Items listed in a dataset
______________________________
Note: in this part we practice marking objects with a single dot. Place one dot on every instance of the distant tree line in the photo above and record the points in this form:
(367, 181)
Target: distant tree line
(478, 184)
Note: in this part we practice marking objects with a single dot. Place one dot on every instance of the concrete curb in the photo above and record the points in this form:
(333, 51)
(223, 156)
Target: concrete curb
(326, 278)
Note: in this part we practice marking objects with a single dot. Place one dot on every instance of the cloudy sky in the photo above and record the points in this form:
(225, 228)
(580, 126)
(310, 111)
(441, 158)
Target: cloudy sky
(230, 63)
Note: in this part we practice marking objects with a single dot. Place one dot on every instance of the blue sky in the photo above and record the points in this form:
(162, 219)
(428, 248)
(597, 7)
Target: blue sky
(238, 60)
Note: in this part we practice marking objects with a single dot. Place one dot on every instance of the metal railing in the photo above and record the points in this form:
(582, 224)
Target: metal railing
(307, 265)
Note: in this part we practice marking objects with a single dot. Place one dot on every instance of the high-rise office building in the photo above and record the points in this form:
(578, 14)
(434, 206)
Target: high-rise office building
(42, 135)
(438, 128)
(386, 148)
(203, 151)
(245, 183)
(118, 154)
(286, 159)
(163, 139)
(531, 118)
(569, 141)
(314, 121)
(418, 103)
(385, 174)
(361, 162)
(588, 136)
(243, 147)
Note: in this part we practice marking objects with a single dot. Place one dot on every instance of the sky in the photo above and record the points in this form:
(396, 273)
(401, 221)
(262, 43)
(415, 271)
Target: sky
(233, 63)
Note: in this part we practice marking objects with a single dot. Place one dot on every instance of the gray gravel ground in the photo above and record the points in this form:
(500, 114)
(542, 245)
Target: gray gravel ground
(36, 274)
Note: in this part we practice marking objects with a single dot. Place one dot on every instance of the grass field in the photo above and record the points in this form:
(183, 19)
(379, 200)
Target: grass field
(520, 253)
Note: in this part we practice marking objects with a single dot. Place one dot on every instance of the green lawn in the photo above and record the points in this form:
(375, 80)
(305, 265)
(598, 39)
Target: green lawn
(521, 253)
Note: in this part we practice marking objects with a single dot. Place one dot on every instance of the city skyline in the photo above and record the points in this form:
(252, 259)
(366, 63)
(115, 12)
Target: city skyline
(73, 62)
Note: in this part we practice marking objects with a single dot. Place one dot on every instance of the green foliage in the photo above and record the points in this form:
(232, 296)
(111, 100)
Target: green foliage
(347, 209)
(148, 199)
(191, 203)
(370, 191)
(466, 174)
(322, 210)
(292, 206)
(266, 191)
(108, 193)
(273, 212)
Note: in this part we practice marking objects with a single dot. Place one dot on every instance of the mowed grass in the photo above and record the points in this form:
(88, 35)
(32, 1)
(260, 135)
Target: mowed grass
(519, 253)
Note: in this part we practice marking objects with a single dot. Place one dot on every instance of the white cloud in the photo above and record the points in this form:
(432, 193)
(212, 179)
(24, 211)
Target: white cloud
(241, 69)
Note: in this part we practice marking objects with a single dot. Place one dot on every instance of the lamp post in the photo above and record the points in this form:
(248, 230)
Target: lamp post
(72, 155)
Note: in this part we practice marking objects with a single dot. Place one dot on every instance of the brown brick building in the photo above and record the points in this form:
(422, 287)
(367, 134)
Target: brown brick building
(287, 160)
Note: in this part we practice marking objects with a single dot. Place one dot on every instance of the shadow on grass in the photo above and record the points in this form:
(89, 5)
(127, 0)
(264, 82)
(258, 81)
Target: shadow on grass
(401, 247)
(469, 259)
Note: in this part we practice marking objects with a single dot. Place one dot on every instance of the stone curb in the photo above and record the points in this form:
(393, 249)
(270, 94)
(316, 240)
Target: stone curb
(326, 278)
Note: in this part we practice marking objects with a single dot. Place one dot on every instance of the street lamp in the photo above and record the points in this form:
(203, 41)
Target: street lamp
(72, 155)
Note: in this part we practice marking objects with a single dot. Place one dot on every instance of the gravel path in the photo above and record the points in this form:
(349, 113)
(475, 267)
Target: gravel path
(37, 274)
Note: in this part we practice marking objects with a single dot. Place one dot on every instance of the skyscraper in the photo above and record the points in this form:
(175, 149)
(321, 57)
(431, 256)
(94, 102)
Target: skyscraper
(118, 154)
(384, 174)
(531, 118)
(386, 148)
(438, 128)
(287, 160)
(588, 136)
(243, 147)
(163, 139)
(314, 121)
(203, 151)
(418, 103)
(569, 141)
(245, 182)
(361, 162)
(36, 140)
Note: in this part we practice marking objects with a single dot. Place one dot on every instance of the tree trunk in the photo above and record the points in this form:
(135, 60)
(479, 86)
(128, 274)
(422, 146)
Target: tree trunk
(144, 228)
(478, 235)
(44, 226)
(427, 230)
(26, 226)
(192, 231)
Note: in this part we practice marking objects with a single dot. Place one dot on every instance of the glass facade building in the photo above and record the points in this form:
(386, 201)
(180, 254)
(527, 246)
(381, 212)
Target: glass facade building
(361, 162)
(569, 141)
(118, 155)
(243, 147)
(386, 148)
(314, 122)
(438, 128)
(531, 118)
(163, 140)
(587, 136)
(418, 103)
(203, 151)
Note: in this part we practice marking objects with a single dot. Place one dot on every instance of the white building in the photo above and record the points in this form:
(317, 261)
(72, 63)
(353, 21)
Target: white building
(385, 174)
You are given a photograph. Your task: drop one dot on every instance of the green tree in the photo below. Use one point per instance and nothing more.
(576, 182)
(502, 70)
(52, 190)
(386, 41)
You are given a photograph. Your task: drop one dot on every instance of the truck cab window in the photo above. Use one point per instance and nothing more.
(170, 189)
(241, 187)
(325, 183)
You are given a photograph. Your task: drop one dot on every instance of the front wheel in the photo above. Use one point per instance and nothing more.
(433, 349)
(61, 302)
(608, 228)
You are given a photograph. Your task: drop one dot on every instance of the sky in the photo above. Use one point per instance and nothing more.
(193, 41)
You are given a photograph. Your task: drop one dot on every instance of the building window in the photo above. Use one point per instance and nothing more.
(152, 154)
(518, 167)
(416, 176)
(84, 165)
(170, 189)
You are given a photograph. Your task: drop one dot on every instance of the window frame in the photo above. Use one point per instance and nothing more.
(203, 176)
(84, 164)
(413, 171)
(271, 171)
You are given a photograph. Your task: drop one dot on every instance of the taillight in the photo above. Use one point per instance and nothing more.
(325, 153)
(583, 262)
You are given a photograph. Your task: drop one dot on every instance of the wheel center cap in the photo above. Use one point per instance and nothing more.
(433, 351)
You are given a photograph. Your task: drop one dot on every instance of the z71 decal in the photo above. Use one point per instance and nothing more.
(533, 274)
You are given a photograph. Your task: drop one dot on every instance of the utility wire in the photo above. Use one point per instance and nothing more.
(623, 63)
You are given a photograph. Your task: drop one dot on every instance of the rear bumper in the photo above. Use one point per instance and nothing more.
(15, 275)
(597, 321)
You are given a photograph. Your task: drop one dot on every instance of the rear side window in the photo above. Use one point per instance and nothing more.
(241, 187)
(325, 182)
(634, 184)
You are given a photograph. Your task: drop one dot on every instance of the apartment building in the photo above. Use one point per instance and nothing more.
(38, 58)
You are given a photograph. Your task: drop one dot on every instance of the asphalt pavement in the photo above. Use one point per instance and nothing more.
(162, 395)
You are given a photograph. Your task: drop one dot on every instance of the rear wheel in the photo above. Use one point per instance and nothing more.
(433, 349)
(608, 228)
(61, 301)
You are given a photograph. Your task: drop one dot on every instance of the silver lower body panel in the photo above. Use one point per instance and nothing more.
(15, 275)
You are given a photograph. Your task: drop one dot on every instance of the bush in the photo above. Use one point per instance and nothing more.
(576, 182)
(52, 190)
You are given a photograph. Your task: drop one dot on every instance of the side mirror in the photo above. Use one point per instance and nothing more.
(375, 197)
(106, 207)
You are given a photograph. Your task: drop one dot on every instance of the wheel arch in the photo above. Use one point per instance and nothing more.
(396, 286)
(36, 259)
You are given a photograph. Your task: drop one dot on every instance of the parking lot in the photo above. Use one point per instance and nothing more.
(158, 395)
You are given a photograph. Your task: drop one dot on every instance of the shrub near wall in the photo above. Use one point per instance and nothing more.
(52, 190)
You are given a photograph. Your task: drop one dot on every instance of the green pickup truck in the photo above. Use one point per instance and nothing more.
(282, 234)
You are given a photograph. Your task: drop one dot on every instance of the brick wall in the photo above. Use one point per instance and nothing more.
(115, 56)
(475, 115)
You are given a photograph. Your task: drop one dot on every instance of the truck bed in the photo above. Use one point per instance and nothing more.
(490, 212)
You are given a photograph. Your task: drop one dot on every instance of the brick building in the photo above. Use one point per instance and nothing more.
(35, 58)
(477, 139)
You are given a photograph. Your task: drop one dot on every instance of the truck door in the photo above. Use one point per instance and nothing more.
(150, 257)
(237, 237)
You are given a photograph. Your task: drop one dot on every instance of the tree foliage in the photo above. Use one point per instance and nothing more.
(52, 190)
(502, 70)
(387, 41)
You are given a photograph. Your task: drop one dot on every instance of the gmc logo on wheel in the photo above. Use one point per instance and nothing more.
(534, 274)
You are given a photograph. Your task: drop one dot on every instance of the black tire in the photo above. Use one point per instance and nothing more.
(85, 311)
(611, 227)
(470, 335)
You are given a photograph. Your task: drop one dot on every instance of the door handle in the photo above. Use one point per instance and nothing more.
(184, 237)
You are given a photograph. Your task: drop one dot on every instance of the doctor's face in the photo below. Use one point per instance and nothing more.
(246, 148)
______________________________
> [Exercise objective] Repeat exactly the lines from the one containing "the brick building" through the last line of the records above, both included, and nothing else.

> [Your response]
You are given a photograph. Your task: drop one dot on every instance of the brick building in the photo above. Use one point per instance and nothing more.
(35, 58)
(477, 139)
You are given a photograph. Your task: drop one dot on every instance of the truck door in the photo above. Use one point per instance and nothing more.
(150, 257)
(237, 237)
You are given a photograph. Your task: drop one dot on every instance of the tree foliage in the photo above. Use one point per instance and nothing more.
(52, 190)
(502, 70)
(387, 41)
You are given a photograph. Your task: drop one dot on every instance of the gmc logo on wheel in the photo above. Use one point per instance and nothing more.
(534, 274)
You are given a photograph. Your task: drop one dot on every instance of the black tire in the photo above. Use one point per instance and nothing more.
(85, 311)
(611, 227)
(470, 335)
You are given a photograph. Your task: drop one dot on every instance of the door handle in the photo above. Use one point per instance and nothing more.
(184, 237)
You are given a photograph. Your task: drop one dot on every instance of the doctor's face in the photo below. Use one point per instance and nothing more.
(246, 148)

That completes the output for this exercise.